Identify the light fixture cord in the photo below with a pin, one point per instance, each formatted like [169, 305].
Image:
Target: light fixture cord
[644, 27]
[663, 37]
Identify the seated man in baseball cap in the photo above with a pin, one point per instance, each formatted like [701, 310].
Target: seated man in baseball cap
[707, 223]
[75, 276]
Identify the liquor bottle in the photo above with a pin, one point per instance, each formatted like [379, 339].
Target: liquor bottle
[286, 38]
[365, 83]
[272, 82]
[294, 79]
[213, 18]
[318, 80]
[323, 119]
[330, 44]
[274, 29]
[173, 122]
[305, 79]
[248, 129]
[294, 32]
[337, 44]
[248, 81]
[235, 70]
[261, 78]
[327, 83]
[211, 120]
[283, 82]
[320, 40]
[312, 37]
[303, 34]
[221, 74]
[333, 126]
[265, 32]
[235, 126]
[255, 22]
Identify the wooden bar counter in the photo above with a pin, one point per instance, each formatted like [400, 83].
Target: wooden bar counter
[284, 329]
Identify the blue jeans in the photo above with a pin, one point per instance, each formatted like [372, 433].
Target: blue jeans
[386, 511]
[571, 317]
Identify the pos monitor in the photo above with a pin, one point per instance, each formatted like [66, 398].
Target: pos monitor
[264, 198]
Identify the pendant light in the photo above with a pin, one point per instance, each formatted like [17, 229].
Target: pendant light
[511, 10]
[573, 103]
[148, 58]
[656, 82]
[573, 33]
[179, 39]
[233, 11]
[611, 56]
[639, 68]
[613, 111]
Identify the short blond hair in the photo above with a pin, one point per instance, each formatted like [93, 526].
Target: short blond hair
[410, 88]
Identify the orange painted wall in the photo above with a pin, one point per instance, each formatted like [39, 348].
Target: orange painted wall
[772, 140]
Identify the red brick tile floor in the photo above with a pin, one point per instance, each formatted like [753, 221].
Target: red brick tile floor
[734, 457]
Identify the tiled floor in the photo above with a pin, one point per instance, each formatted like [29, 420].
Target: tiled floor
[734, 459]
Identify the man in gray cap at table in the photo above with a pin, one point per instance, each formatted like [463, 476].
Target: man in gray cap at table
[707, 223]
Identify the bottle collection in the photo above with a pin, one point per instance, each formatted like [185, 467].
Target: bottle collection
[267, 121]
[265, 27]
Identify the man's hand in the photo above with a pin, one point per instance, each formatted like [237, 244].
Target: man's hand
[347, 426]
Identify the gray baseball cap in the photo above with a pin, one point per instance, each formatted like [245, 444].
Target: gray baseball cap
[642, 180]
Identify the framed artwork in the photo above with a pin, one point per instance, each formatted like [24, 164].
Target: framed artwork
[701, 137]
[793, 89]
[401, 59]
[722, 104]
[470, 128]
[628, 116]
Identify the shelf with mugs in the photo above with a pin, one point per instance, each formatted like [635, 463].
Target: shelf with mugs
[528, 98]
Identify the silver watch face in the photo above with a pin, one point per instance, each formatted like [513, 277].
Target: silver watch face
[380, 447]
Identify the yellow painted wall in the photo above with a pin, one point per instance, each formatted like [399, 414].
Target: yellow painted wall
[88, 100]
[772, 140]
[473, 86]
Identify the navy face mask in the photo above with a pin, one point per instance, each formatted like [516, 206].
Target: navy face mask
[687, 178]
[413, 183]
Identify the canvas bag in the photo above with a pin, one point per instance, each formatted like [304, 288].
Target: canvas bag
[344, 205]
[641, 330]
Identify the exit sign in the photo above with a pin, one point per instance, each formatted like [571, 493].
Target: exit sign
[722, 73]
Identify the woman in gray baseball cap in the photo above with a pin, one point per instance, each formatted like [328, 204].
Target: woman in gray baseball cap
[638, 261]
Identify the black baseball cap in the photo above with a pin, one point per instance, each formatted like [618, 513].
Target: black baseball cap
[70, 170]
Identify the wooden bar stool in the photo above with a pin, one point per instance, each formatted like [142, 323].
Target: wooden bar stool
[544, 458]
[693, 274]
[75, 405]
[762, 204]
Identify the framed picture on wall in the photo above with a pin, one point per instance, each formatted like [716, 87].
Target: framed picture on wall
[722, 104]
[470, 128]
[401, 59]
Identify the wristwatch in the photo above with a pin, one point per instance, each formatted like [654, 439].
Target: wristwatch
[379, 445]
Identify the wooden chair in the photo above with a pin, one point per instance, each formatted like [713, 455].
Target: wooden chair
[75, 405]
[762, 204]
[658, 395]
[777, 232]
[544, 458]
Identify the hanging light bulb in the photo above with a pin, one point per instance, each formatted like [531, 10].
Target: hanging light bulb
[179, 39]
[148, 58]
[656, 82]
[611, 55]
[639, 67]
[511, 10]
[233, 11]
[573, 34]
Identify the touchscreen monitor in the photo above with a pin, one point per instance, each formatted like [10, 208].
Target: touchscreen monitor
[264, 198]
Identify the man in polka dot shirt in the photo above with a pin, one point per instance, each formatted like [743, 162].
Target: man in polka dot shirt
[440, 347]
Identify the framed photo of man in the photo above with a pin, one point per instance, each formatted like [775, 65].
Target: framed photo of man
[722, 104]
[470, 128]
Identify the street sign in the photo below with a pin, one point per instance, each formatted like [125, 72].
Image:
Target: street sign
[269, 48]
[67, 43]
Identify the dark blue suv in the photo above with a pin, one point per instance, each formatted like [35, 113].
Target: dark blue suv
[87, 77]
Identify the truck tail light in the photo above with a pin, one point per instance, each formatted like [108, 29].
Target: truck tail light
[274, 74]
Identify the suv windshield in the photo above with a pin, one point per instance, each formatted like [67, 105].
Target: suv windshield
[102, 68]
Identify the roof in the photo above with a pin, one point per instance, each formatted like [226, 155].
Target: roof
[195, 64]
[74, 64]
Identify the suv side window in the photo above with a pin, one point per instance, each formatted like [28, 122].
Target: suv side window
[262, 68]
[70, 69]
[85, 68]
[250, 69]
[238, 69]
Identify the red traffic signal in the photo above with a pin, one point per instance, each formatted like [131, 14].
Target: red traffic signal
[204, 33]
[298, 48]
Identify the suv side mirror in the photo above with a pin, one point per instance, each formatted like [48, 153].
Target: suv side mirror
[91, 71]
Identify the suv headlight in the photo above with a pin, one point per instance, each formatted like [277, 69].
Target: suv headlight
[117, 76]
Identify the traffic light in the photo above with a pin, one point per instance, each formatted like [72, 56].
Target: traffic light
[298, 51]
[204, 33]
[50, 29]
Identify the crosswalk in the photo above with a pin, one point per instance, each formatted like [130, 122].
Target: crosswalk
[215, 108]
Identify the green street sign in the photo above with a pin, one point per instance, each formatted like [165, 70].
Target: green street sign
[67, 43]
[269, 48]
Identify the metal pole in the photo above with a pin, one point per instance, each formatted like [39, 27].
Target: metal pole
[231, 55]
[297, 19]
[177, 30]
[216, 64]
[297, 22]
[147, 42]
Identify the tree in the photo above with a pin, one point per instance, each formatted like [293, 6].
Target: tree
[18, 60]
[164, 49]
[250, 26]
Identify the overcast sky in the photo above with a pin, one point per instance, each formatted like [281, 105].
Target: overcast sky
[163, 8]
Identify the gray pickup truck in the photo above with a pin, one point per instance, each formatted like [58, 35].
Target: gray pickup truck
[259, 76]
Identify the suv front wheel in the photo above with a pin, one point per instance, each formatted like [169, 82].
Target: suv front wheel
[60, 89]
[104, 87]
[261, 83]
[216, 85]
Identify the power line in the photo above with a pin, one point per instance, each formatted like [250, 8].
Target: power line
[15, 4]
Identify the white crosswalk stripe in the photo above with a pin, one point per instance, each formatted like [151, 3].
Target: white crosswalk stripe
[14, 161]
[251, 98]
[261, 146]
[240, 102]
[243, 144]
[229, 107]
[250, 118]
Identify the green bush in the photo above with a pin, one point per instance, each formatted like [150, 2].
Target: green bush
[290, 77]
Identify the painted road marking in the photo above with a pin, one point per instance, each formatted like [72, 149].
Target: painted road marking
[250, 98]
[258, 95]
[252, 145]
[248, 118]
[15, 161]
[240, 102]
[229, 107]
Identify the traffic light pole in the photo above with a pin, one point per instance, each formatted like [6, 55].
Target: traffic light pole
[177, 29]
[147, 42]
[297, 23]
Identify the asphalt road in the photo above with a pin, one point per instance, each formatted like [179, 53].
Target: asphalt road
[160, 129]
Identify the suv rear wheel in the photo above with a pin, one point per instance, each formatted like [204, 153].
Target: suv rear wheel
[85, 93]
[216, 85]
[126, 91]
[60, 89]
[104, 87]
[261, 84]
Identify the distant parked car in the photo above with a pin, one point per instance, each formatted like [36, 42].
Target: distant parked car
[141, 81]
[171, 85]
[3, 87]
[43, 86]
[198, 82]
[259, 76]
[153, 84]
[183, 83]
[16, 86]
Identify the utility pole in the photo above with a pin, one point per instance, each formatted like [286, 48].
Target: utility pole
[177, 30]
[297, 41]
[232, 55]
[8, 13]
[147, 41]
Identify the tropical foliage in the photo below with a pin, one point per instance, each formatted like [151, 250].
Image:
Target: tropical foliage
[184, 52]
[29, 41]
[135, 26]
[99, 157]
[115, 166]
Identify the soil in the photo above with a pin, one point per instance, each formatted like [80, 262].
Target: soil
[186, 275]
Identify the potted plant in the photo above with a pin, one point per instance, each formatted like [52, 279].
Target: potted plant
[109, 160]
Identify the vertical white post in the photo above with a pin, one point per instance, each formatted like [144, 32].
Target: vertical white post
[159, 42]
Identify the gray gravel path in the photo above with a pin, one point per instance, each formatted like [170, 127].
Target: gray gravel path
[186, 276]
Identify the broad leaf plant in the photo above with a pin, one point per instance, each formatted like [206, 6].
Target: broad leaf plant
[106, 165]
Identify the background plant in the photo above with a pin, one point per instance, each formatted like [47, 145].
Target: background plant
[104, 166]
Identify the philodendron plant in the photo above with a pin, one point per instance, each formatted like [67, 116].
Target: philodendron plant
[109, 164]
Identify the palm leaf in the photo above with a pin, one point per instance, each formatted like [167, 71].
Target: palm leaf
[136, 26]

§ §

• **WHAT TO DO**: From the line containing "Identify the asphalt" through the closing line of the material above, return every line exactly and omit all others.

• **RESULT FOR THIS EXERCISE**:
Identify the asphalt road in the photo above with a pin, one point per instance, each formatted like [179, 53].
Target: asphalt road
[160, 129]
Identify the suv rear wheel in the photo above with a pin, one point per instance, each formatted like [204, 153].
Target: suv rear wheel
[85, 93]
[216, 85]
[126, 91]
[60, 89]
[104, 87]
[261, 84]
Identify the distant parked car in the photo above with a pin, one point per instance, each formatted like [36, 42].
Target: distant parked car
[141, 81]
[171, 85]
[3, 87]
[43, 86]
[198, 82]
[259, 76]
[153, 84]
[183, 83]
[16, 86]
Identify the utility pole in the photo above with a pin, one point per instance, each formatted like [286, 48].
Target: utility pole
[177, 30]
[297, 41]
[232, 55]
[8, 13]
[147, 41]
Identify the tropical foliage in the photo below with a pin, one point per instance, each formatted like [151, 250].
Image:
Target: tropical foliage
[184, 52]
[29, 41]
[135, 26]
[99, 157]
[115, 166]
Identify the soil in the photo above with a pin, one point per instance, each formatted like [80, 262].
Target: soil
[186, 275]
Identify the potted plant in the photo above with a pin, one point per instance, each formatted like [52, 279].
Target: potted plant
[109, 160]
Identify the vertical white post in the photo above with a pin, one point per instance, each formatted like [144, 32].
Target: vertical white post
[159, 42]
Identify the gray gravel path in the photo above with a pin, one point per instance, each formatted like [170, 127].
Target: gray gravel path
[186, 276]
Identify the broad leaf plant in the photo above with a pin, one point per instance, each formatted like [206, 6].
Target: broad leaf plant
[106, 165]
Identify the background plant in the photo above with a pin, one point per instance, each formatted like [47, 145].
Target: background plant
[104, 166]
Identify the philodendron plant in the photo above with a pin, one point per instance, each formatted like [67, 116].
Target: philodendron plant
[109, 164]
Identify the palm leaf in the photo above with a pin, one point per instance, each formatted like [167, 71].
Target: palm leaf
[136, 26]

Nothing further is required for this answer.